Restate exactly, and only, the lines from the one containing "For every instance of the green field, mark" through the end of the entries, keeping both endpoints.

>>>>

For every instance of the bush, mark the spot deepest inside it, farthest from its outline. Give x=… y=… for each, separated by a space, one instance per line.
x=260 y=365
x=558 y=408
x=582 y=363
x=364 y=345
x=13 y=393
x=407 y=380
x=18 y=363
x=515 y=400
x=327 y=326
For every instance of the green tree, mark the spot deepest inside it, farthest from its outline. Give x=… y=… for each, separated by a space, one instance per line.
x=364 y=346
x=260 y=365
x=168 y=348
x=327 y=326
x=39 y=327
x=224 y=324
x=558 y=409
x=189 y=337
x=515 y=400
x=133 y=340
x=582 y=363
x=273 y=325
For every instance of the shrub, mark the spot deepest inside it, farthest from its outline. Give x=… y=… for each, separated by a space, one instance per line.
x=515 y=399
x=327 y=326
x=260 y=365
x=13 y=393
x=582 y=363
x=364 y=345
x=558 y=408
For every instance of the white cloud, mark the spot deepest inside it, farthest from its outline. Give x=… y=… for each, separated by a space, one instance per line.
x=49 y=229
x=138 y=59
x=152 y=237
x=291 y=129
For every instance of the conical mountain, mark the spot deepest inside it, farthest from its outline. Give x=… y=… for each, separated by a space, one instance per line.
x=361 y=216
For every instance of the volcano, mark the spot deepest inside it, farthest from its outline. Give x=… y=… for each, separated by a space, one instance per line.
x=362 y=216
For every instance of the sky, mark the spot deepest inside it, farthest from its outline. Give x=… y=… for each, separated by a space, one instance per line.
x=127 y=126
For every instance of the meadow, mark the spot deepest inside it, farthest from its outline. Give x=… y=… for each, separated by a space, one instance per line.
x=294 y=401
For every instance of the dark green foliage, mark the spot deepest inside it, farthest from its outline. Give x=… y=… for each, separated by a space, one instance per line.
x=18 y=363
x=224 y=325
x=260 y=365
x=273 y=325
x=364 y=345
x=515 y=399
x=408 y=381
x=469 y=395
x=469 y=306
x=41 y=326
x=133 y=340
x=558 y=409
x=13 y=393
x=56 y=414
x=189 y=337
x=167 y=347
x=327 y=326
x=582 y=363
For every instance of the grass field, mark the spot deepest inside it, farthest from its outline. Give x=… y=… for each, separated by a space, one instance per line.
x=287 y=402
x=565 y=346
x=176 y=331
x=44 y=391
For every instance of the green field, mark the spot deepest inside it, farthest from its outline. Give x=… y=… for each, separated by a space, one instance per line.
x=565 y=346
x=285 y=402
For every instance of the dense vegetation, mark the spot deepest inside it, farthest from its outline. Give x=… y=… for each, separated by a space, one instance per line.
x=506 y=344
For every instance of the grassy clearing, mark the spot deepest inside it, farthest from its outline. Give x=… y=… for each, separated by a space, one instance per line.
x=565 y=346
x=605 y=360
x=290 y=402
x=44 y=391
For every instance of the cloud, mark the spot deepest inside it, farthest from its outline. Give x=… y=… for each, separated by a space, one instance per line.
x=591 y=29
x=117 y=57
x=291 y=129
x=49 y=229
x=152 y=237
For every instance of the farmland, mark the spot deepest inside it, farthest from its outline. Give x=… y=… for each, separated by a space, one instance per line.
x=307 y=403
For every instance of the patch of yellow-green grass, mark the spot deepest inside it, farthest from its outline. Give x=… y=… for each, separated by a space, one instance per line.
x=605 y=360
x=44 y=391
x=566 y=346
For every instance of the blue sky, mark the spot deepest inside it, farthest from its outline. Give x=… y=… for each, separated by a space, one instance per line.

<<<<

WRITTEN REPLY =
For every instance of the green field, mark the spot deepest inside it, farthest from its outline. Give x=… y=… for each, separated by a space, one instance per line.
x=565 y=346
x=285 y=402
For every instance of the dense vegetation, mark the spot deepest inside it, farthest from its outline. Give x=… y=… for each, separated by a space, one instance per line.
x=506 y=344
For every instance of the grassy clearing, mark the spot deepest inside it, farthest from its outline. Give x=… y=… for each, separated by a space, one instance per line.
x=565 y=346
x=605 y=360
x=290 y=402
x=44 y=391
For every instance of the cloud, mark the spot deepest inside it, farthest from its outline. Give x=… y=… for each, separated by a space, one instance per line.
x=591 y=29
x=117 y=57
x=291 y=129
x=49 y=229
x=152 y=237
For every instance of the farmland, mark the spot deepest inside it, farthest from its outline. Give x=… y=… for each, separated by a space, one instance per line.
x=307 y=403
For every instance of the patch of yellow-green grass, mark the spot deepest inside it, farthest from its outline. Give x=… y=… for each, separated by a space, one instance per line.
x=605 y=360
x=44 y=391
x=566 y=346
For every instance of the blue sky, mark the spot deepest inside it, farthest from its outline. Give x=… y=… for each, separated by a space, one instance per line.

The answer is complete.